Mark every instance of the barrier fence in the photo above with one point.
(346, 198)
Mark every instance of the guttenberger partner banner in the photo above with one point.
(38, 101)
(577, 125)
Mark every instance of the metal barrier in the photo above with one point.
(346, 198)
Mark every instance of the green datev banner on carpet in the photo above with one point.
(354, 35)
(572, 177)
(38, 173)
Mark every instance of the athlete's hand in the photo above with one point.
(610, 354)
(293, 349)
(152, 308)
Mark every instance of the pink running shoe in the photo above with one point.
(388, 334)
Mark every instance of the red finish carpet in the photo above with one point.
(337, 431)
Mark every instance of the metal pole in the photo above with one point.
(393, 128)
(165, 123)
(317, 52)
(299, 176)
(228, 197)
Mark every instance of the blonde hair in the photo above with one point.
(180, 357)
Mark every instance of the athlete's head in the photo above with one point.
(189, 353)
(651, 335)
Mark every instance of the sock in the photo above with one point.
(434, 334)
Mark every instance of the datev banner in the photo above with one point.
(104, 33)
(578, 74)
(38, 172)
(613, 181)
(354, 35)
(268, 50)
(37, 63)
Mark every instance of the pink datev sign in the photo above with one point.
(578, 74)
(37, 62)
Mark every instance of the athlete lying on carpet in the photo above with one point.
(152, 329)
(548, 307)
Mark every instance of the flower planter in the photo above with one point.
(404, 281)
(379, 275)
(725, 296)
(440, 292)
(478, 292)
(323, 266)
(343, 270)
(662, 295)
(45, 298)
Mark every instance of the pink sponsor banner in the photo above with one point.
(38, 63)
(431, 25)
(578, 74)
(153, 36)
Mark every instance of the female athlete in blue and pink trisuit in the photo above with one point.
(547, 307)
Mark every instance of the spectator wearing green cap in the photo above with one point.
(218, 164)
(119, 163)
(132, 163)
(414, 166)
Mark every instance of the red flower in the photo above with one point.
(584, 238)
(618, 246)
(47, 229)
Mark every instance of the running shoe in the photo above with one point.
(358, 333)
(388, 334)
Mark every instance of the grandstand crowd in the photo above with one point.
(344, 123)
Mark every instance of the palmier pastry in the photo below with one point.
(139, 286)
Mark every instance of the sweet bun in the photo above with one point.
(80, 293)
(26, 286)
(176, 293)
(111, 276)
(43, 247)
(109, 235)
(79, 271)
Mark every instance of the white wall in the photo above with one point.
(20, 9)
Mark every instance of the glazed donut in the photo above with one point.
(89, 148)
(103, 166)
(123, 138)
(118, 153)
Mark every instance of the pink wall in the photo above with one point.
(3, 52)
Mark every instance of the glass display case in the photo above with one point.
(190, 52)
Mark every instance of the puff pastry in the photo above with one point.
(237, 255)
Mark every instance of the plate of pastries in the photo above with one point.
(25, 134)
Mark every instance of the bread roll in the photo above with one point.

▶ _What is required_:
Copy out word for word everything from the line containing "Mark every instance of the flower" down to the end of the items above.

▶ _Exercise result_:
Mark every instance of the flower planter in the photo above with one point.
(404, 281)
(379, 275)
(725, 296)
(440, 292)
(478, 292)
(323, 266)
(343, 270)
(662, 295)
(45, 298)
Mark every instance of the pink sponsor banner in the photo above with one point.
(38, 63)
(431, 25)
(578, 74)
(153, 36)
Mark every instance of the female athlete in blue and pink trisuit in the photo above with one point.
(547, 307)
Mark every instance of the spectator wearing green cap in the photo above with one point.
(218, 164)
(119, 163)
(132, 163)
(414, 166)
Mark every instance of the red flower in the photo above with one point.
(584, 238)
(618, 246)
(47, 229)
Mark every instance of the running shoe in the photo above with one point.
(358, 333)
(388, 334)
Mark every instance of the grandstand crowd in the photo above with one point.
(344, 123)
Mark every instance of the palmier pastry in the photo below with one point.
(139, 286)
Mark every instance of the sweet bun in the photo above with one point.
(80, 293)
(26, 286)
(176, 293)
(111, 276)
(43, 247)
(109, 235)
(79, 271)
Mark every instance of the white wall in the photo above with one point.
(20, 9)
Mark every instance of the glazed donut in the photo above with one point.
(89, 148)
(103, 166)
(123, 138)
(118, 153)
Mark every instance of the pink wall in the photo above with one point.
(3, 52)
Mark every instance of the glass display case in the photo above with one point.
(190, 52)
Mark every instance of the puff pastry in the photo above with one point.
(237, 255)
Mark every instance of the plate of pastries in the photo above with one point.
(25, 134)
Mark every instance of the bread roll in the photo above with one point.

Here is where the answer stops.